** BEGIN TASK MATERIAL **

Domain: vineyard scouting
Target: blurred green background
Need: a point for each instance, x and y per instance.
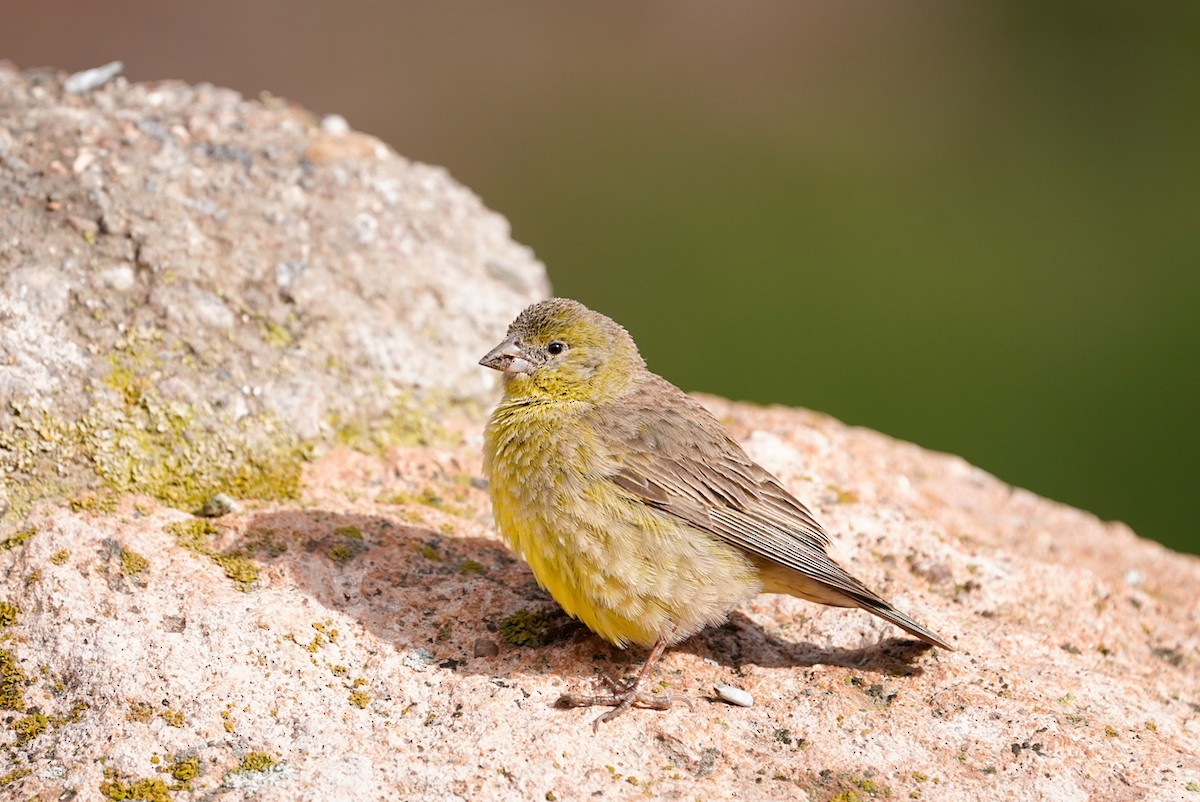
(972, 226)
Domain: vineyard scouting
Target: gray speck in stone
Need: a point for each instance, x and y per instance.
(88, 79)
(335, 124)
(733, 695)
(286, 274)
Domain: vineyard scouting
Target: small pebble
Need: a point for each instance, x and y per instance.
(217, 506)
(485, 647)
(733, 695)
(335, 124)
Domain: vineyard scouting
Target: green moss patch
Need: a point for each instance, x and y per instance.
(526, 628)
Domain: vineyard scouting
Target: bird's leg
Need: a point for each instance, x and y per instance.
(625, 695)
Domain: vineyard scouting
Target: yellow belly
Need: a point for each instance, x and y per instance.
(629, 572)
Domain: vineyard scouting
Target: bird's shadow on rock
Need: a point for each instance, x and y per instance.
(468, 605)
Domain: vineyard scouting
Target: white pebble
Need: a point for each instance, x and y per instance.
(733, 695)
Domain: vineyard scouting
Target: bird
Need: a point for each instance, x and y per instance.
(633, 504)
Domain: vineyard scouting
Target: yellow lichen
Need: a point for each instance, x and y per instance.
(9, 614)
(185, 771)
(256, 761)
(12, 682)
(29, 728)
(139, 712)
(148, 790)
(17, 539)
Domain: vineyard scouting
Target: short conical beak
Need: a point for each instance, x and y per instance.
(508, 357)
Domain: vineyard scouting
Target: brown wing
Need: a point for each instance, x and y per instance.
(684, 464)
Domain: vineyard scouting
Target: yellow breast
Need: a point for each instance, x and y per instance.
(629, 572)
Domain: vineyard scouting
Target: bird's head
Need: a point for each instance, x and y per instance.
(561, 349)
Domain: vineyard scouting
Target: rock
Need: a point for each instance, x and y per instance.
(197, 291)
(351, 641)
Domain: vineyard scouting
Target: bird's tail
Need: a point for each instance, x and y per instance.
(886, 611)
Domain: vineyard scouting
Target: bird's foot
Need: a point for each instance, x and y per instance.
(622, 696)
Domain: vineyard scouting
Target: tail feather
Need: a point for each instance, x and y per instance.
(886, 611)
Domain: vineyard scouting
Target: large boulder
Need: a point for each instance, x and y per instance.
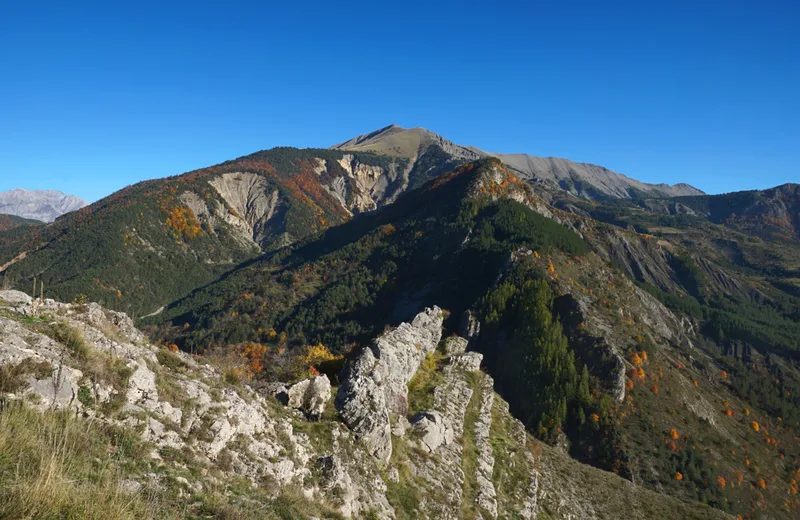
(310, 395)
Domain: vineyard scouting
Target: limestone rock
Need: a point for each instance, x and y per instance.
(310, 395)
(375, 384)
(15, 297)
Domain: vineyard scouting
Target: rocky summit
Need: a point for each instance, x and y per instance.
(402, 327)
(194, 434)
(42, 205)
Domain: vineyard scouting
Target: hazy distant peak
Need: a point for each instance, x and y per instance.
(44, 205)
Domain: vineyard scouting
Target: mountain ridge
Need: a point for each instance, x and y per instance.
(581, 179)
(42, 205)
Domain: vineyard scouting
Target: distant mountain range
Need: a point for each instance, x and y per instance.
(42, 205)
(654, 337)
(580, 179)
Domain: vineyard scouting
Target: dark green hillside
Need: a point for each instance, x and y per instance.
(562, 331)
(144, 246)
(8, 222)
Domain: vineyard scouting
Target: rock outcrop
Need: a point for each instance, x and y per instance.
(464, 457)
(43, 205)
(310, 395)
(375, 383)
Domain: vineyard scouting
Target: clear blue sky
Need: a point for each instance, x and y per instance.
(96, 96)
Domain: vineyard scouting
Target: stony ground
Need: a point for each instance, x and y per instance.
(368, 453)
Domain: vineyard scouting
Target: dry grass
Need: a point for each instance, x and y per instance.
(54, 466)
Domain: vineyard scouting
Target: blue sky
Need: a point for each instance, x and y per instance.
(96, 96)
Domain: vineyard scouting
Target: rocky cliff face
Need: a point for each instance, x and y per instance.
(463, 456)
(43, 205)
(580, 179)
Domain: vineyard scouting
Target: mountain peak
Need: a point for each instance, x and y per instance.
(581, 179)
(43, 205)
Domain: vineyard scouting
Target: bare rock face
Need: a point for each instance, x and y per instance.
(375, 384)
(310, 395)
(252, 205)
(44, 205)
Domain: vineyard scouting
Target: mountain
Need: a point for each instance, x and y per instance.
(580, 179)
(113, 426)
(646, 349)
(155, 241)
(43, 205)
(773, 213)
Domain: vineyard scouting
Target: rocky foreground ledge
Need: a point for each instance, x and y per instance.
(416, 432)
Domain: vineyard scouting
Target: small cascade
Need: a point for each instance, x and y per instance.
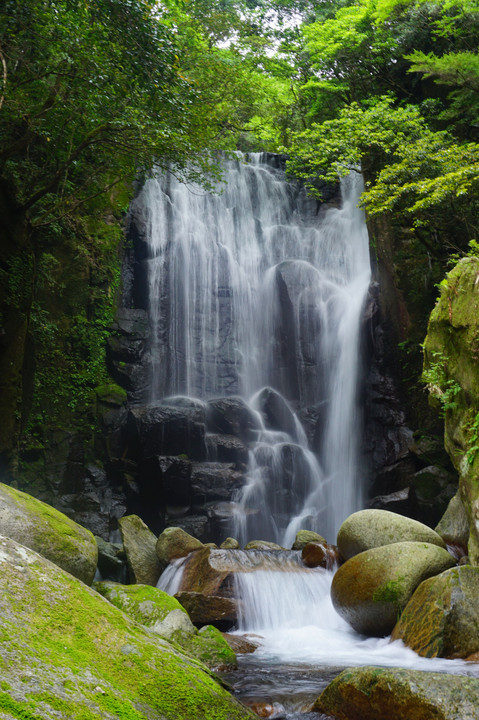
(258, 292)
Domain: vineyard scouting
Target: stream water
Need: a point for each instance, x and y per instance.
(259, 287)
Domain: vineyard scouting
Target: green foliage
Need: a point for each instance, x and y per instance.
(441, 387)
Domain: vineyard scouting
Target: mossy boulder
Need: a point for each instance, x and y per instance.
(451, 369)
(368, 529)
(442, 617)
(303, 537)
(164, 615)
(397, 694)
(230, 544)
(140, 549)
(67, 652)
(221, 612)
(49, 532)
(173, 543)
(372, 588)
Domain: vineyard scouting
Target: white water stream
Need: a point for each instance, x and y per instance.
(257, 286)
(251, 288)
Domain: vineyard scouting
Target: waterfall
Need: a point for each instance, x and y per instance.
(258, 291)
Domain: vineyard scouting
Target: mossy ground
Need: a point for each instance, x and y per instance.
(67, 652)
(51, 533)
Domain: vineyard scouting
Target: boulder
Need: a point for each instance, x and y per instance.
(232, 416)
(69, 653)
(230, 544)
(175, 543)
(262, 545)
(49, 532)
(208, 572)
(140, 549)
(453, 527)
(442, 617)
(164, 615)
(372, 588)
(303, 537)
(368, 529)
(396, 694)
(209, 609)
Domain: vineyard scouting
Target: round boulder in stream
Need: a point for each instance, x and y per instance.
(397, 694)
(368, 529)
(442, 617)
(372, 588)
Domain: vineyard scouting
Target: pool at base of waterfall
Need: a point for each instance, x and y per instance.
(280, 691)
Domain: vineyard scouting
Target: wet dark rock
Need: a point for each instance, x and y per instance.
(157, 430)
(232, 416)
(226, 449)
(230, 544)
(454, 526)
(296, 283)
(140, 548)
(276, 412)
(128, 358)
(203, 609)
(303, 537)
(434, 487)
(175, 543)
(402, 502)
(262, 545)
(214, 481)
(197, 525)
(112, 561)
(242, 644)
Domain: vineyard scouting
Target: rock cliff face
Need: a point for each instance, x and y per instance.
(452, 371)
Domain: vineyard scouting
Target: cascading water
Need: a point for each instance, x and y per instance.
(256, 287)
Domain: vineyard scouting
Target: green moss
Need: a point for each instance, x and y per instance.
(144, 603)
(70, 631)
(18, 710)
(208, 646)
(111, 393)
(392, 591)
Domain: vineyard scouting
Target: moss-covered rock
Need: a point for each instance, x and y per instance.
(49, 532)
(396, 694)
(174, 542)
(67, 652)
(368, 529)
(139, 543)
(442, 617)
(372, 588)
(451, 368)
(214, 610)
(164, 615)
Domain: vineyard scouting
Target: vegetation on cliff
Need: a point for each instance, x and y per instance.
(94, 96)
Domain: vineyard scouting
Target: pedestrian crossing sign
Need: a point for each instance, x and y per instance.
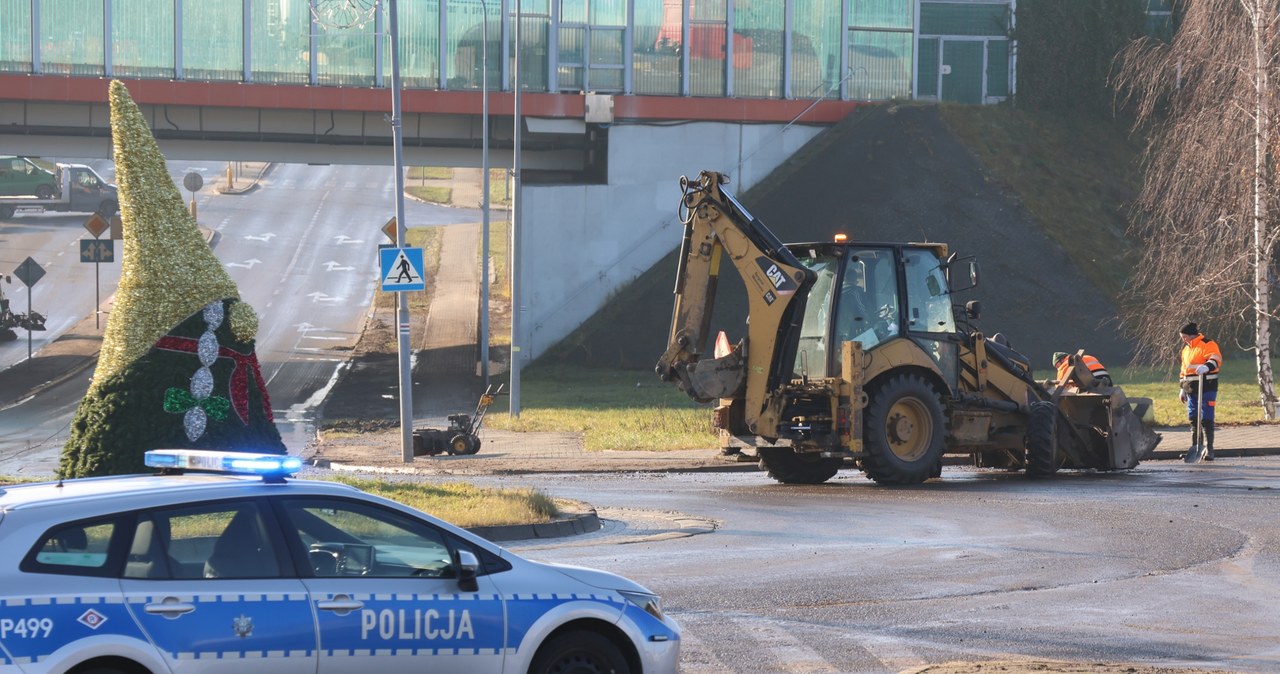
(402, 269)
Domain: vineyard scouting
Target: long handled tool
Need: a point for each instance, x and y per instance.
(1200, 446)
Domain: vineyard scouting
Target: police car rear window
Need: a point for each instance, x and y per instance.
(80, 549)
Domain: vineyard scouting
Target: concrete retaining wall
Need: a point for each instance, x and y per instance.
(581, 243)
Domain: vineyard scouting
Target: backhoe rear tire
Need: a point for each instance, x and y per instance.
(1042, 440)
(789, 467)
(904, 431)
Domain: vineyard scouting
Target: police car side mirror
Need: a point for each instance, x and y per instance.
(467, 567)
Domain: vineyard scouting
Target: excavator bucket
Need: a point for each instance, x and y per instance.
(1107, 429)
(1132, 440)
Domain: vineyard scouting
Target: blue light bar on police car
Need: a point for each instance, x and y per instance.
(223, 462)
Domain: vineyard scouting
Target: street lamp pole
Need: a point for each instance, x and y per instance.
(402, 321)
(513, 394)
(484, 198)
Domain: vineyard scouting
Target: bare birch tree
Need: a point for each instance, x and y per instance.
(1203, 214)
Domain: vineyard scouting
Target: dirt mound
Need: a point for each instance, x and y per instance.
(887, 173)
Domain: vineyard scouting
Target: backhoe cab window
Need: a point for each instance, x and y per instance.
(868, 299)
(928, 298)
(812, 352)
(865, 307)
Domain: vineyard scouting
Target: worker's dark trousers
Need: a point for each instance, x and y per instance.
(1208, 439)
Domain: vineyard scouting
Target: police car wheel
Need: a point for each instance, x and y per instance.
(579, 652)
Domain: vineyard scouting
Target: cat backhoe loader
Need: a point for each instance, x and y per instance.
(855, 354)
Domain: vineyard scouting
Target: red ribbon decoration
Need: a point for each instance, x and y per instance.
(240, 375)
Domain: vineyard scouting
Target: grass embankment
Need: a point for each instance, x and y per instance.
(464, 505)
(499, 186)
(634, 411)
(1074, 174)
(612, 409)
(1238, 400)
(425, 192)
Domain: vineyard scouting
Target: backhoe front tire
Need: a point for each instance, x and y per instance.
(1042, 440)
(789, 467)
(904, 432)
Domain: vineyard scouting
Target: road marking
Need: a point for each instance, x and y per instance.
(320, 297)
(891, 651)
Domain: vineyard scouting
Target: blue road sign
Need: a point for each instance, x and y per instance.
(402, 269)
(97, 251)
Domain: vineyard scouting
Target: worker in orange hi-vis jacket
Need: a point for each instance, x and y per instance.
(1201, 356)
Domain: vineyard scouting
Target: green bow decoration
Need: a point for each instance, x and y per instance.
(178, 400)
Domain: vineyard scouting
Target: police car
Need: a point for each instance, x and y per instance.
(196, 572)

** END TASK MATERIAL **

Gather every line in the records above that contains the string "grass", and copy each one out in full.

- [RESPONSE TO THIS EXERCISE]
Target: dry grass
Target: grass embankment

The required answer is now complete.